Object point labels
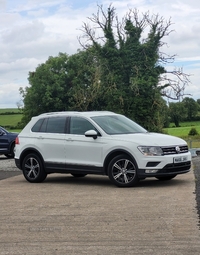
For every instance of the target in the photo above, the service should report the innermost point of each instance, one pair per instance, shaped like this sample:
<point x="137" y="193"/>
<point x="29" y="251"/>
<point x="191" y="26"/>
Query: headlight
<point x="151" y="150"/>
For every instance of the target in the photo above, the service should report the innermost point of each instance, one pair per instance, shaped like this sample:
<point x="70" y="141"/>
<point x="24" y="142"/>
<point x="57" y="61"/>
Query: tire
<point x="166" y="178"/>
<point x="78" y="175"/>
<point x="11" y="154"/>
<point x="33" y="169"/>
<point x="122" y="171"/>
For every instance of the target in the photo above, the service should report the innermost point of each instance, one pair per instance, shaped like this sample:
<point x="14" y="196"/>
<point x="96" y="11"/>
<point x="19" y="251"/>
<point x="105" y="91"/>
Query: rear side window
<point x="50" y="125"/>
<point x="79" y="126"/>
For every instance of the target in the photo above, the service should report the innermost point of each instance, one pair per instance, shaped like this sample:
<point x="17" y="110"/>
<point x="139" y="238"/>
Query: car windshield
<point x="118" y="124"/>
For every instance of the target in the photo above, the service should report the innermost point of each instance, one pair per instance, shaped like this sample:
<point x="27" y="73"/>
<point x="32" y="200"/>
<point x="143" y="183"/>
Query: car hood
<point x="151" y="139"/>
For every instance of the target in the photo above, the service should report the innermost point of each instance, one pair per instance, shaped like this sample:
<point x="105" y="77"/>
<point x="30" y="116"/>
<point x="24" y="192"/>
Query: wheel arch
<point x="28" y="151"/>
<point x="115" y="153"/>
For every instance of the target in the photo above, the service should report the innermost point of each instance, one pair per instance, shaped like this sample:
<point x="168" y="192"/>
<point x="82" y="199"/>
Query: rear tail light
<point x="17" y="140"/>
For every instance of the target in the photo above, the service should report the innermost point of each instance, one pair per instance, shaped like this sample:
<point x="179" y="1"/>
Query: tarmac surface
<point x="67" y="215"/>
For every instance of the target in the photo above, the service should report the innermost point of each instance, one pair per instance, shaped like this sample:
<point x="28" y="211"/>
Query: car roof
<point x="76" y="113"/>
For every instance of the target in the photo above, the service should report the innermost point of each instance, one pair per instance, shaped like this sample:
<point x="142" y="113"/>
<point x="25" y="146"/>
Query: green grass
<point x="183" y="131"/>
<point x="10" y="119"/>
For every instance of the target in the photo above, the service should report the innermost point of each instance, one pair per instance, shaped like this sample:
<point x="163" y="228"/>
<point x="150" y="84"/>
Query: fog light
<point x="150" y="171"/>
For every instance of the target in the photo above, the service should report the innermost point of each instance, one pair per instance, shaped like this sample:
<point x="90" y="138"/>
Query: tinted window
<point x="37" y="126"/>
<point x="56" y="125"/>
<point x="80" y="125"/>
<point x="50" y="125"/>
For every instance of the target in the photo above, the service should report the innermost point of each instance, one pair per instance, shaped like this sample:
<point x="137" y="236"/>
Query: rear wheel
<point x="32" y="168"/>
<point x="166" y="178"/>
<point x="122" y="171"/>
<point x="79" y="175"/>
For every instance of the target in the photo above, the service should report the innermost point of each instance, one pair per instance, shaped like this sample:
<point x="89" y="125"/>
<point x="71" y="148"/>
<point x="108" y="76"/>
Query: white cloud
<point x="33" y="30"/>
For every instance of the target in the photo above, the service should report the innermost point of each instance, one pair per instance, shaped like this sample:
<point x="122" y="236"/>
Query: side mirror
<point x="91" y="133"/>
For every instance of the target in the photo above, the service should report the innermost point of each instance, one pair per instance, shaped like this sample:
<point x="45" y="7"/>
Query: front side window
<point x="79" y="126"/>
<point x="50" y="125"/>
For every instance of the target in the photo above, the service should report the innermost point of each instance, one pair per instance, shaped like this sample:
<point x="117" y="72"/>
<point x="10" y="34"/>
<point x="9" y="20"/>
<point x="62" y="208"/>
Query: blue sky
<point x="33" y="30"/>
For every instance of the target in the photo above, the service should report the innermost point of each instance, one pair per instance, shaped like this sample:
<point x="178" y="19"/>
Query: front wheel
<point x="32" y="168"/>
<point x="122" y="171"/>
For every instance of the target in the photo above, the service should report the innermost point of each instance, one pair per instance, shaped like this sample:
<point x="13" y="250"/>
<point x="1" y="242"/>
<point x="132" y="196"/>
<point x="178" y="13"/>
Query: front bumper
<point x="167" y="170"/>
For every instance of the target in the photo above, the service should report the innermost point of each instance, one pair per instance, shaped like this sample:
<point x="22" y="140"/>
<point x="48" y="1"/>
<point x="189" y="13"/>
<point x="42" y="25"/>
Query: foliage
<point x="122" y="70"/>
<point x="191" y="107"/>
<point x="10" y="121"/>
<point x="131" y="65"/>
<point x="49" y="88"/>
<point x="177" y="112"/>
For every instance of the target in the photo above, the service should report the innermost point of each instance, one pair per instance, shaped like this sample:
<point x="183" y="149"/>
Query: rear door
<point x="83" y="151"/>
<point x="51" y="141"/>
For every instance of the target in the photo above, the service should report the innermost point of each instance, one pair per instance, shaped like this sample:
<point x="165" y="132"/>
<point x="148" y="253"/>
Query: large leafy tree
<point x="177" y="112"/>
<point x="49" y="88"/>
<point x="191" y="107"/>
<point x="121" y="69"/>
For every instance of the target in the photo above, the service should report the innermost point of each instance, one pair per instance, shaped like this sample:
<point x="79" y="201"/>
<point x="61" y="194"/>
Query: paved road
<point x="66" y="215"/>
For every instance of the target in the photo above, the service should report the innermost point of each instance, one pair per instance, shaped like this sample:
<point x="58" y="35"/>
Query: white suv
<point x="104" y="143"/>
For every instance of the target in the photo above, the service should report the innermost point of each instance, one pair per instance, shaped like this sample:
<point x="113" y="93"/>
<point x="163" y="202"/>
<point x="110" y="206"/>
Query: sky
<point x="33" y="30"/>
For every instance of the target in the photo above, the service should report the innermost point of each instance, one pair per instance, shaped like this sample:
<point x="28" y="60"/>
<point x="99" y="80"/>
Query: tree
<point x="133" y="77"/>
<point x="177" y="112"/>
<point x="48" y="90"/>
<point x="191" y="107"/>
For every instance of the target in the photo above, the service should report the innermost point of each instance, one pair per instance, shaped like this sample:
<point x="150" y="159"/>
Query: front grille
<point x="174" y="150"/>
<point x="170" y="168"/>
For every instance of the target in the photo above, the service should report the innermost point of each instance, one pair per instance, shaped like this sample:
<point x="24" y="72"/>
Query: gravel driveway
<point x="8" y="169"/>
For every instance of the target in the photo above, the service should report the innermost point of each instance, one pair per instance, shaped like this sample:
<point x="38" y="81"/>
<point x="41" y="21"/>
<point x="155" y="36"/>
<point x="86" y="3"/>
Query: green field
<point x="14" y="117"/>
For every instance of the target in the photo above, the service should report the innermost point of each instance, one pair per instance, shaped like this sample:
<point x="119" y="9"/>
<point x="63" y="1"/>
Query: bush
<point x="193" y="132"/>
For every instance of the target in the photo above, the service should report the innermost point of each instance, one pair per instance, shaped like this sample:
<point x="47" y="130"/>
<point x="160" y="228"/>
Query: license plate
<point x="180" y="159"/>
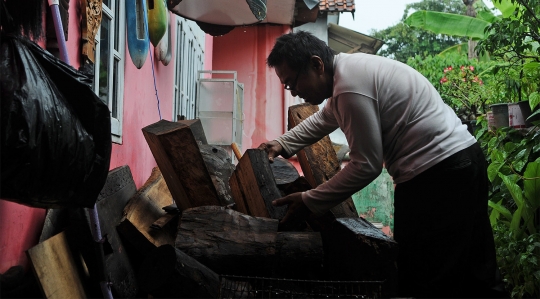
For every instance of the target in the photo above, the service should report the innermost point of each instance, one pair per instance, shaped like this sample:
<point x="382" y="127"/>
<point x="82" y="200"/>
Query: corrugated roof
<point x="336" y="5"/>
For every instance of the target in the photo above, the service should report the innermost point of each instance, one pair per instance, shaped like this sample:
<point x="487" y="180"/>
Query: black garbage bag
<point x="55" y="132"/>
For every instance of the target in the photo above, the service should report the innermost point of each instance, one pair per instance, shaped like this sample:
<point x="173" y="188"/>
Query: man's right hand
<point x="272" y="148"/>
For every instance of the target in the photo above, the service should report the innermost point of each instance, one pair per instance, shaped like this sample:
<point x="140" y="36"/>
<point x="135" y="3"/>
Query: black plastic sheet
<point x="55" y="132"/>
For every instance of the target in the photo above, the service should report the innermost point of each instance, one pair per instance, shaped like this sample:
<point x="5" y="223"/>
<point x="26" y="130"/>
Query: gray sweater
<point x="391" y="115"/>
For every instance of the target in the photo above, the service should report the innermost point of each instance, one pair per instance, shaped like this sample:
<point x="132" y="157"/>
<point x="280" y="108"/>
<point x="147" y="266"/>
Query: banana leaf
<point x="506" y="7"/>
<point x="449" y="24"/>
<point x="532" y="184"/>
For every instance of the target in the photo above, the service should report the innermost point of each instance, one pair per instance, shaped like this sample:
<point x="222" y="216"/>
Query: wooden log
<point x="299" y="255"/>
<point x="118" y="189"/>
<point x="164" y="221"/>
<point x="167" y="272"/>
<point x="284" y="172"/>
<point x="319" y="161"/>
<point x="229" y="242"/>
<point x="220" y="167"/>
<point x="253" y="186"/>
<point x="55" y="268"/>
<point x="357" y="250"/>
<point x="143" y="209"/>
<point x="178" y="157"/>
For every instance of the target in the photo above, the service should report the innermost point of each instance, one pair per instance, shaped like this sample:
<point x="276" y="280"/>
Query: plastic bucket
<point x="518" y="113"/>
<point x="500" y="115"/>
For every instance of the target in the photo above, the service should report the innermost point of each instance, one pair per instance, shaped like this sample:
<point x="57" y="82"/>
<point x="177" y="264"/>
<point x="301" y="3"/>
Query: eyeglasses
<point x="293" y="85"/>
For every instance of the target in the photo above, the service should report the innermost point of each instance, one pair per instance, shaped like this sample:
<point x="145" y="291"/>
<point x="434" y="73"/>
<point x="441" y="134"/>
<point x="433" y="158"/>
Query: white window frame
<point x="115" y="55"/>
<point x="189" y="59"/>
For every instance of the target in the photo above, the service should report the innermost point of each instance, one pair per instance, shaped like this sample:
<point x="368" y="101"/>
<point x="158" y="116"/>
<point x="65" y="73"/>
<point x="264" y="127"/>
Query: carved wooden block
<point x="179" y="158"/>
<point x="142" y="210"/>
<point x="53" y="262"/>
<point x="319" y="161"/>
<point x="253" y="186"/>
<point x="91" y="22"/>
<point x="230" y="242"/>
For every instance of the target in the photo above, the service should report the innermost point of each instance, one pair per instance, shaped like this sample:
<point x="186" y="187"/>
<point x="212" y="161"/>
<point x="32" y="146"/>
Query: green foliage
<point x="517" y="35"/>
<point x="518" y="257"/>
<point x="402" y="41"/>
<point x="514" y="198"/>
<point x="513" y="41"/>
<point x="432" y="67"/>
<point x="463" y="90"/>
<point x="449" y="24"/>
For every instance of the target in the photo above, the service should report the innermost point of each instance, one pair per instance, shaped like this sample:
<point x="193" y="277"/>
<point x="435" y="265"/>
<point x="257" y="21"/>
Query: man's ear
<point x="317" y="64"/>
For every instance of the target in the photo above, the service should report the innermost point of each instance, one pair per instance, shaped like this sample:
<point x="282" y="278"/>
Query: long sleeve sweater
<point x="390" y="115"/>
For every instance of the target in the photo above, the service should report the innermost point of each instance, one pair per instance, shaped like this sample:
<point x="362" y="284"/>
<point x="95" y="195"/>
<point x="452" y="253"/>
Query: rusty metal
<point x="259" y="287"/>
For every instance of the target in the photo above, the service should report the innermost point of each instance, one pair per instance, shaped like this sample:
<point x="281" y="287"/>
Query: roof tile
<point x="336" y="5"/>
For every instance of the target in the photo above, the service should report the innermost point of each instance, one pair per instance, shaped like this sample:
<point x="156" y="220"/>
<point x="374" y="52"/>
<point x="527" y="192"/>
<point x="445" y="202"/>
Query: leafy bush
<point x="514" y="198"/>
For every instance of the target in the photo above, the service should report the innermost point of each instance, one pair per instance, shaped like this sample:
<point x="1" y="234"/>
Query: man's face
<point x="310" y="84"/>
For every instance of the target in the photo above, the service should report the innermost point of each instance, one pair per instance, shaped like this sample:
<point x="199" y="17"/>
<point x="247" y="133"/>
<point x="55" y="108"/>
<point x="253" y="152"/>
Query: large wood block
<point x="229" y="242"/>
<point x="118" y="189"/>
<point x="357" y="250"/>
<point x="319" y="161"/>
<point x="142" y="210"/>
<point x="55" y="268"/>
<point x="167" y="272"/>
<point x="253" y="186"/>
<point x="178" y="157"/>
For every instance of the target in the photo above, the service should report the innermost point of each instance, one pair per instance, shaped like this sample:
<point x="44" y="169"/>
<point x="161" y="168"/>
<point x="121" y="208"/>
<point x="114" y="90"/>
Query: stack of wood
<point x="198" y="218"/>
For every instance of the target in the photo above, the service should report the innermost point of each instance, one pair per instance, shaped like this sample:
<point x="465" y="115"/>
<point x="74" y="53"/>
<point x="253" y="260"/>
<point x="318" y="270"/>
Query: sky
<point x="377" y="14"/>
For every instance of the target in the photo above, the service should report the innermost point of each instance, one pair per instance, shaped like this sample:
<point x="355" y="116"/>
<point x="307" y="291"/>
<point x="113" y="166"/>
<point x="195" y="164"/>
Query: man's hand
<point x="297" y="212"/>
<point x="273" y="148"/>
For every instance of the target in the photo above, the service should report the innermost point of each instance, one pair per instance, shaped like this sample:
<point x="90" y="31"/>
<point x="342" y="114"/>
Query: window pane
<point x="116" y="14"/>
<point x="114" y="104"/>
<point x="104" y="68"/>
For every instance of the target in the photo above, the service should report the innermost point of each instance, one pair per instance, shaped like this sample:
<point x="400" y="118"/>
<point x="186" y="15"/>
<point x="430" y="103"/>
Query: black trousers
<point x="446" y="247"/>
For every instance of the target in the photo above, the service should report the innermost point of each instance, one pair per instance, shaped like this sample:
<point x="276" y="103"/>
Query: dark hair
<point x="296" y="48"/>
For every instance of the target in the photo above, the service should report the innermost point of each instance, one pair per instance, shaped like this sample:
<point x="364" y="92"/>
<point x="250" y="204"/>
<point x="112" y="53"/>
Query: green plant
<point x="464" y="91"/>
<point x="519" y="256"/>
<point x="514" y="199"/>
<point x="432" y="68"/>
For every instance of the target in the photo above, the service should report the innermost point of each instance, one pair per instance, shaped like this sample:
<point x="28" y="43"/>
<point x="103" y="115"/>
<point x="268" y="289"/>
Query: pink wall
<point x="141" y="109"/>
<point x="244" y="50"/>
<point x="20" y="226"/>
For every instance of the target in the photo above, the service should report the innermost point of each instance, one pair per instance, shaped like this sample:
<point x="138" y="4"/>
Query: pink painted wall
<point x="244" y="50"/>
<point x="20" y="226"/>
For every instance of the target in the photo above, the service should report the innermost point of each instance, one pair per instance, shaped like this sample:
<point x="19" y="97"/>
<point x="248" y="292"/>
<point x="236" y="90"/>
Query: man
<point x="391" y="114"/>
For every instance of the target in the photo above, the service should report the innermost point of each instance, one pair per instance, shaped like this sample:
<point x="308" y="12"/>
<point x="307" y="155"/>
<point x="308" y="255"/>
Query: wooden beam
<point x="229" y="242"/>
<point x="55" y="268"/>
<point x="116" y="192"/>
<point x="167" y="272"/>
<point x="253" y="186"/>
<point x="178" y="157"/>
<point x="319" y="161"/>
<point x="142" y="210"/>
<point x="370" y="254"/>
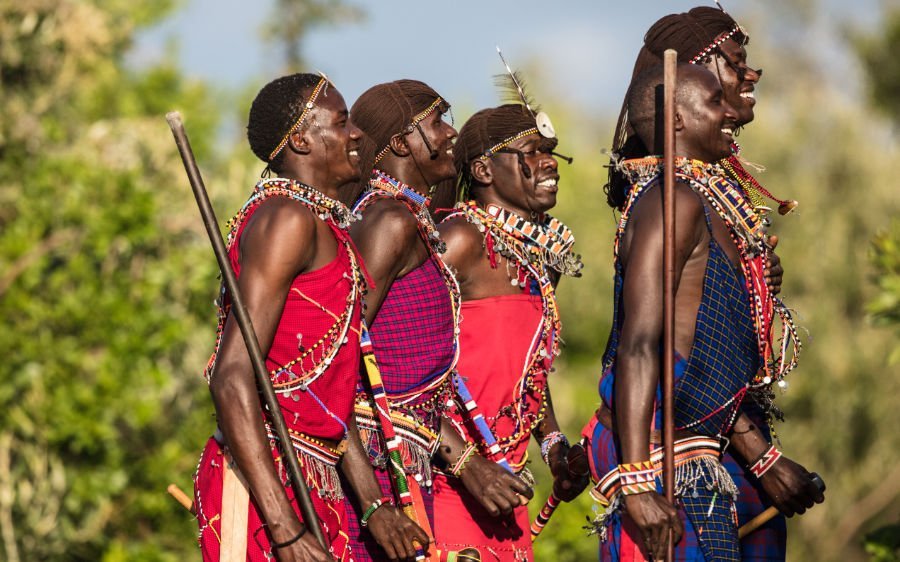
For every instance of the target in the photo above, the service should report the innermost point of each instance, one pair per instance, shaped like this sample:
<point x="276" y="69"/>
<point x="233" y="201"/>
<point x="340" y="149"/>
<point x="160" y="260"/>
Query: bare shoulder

Stated goal: Pick out every line of the material above that contains the string "wheel", and copy each one. Case counts.

Exercise answer:
Query: wheel arch
Query: rear wheel
Query: front wheel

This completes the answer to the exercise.